- [OBJECTIVE]
Copy the material below line for line, with no changes.

- [STORED DATA]
-- -- --

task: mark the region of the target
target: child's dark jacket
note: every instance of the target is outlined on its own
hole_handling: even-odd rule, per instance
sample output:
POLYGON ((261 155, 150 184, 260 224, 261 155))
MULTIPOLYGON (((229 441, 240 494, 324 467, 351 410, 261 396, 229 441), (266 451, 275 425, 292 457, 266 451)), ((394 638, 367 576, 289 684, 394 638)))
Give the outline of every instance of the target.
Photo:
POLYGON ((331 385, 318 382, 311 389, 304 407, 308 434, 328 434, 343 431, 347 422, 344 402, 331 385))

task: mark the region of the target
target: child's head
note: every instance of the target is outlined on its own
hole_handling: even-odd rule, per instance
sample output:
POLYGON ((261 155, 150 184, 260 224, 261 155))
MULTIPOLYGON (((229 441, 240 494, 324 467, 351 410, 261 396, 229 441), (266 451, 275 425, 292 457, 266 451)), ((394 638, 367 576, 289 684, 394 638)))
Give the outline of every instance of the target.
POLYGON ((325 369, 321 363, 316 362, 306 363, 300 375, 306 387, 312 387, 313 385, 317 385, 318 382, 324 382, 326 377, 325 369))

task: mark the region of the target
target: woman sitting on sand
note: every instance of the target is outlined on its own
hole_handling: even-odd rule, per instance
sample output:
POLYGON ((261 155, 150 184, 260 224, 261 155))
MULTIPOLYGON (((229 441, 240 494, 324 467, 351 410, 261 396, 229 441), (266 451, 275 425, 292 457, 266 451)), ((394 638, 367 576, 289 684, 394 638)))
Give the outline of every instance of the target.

-- -- --

- [FINAL ANSWER]
task: mark the region of the target
target: child's dark jacket
note: every instance of the target is outlined on its own
hole_handling: even-odd rule, per instance
sample output:
POLYGON ((261 155, 150 184, 260 224, 261 155))
MULTIPOLYGON (((229 441, 240 494, 324 467, 351 410, 261 396, 229 441), (266 451, 275 425, 292 457, 266 451)), ((394 638, 367 576, 289 684, 394 638)))
Give the outline of every instance of the target.
Photo:
POLYGON ((331 385, 318 382, 311 389, 304 407, 308 434, 328 434, 343 431, 347 422, 344 402, 331 385))

task: mark the region of the target
target: child's head
note: every instance of the target is outlined on its own
hole_handling: even-odd rule, per instance
sample output:
POLYGON ((261 155, 150 184, 260 224, 261 155))
MULTIPOLYGON (((229 441, 240 494, 324 467, 351 410, 261 396, 229 441), (266 451, 275 425, 292 457, 266 451)), ((394 638, 367 576, 289 684, 394 638)))
Give the outline of every instance of the target.
POLYGON ((325 369, 321 363, 316 362, 306 363, 300 375, 306 387, 312 387, 313 385, 317 385, 318 382, 324 382, 326 377, 325 369))

task: mark the region of the target
target: woman sitting on sand
note: every instance of the target is outlined on its own
hole_handling: even-odd rule, per instance
sample output:
POLYGON ((261 155, 150 184, 260 224, 261 155))
MULTIPOLYGON (((229 441, 240 494, 324 467, 351 410, 261 396, 229 441), (266 451, 275 425, 292 457, 266 451)), ((394 638, 367 576, 289 684, 394 638)))
Give the outline of every instance of the target.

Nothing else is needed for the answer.